START INPUT DATA

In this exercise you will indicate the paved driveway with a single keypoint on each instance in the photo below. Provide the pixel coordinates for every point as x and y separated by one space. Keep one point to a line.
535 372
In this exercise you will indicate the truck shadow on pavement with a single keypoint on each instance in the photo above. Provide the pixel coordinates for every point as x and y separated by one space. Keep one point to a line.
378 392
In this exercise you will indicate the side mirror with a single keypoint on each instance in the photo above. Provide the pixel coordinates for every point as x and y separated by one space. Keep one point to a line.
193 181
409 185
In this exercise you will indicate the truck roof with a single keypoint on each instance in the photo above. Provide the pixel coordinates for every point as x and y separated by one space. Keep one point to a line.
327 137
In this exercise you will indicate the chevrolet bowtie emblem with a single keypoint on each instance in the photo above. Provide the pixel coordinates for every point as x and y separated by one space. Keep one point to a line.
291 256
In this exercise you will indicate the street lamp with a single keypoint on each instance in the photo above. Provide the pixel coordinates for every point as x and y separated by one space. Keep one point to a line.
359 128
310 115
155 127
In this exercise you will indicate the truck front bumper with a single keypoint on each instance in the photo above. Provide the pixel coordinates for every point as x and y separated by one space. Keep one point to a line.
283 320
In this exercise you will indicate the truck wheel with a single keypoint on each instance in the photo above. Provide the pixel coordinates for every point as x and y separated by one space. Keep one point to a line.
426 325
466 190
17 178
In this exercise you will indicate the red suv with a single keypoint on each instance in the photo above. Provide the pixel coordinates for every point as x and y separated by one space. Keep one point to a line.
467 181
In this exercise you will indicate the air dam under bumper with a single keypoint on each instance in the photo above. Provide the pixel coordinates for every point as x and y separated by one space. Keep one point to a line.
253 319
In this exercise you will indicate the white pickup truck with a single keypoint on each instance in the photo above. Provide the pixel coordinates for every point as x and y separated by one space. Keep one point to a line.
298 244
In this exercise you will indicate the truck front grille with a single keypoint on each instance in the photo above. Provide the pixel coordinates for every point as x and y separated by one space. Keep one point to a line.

END INPUT DATA

> **ASSIGNMENT**
Exactly the lines from the one containing "In this exercise you will indicate the truck front bumper" through the last line of the material above are to be returned, with nothing else.

> **ANSWER AREA**
In this exercise you will indicate the truck front bumper with a single keypoint on each instance in the photo above. Provide the pixel coordinates for every point as x and y separated by one space. Keep one point to a line.
283 320
In this exercise you will indicate the truck wheel with a single keypoint on each instance in the photo above. Provide the pixel coordinates for every point as x and y separated by one space. Keep one point to a line.
426 325
466 190
17 178
In this exercise you will indicate the red suv with a single keypoint on each instance in the photo above. Provide the pixel coordinates for every point as x and y separated by one space. Keep one point to a line.
467 181
In this exercise you will indicate the air dam under bumper with a single keypoint on each instance in the photo above. Provide the pixel coordinates for every point as x and y separated by one space. Keep one point to a line.
253 319
In this exercise you will indicate the white pickup truck with a single keypoint on each instance in the photo above. Provide the pixel coordinates for every point as x and y separated by one space. Keep one point to a line.
298 244
In this exercise you will indicate the truck front grille with a single keypoint on each instance in the photo above. Provide the pixel coordinates for every point as x and y separated by one space. Keep one point to a line.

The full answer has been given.